** BEGIN Source data **

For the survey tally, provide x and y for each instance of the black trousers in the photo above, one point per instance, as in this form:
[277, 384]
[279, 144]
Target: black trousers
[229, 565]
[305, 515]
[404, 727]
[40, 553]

** END Source data **

What you should do - Output all of the rows above again without any change, line for line.

Exercise solution -
For the survey tally, provide x and y for each instance of the black trousers in the photo above, one point per instance, as in this form:
[277, 384]
[279, 144]
Target: black trousers
[229, 565]
[305, 515]
[404, 727]
[40, 553]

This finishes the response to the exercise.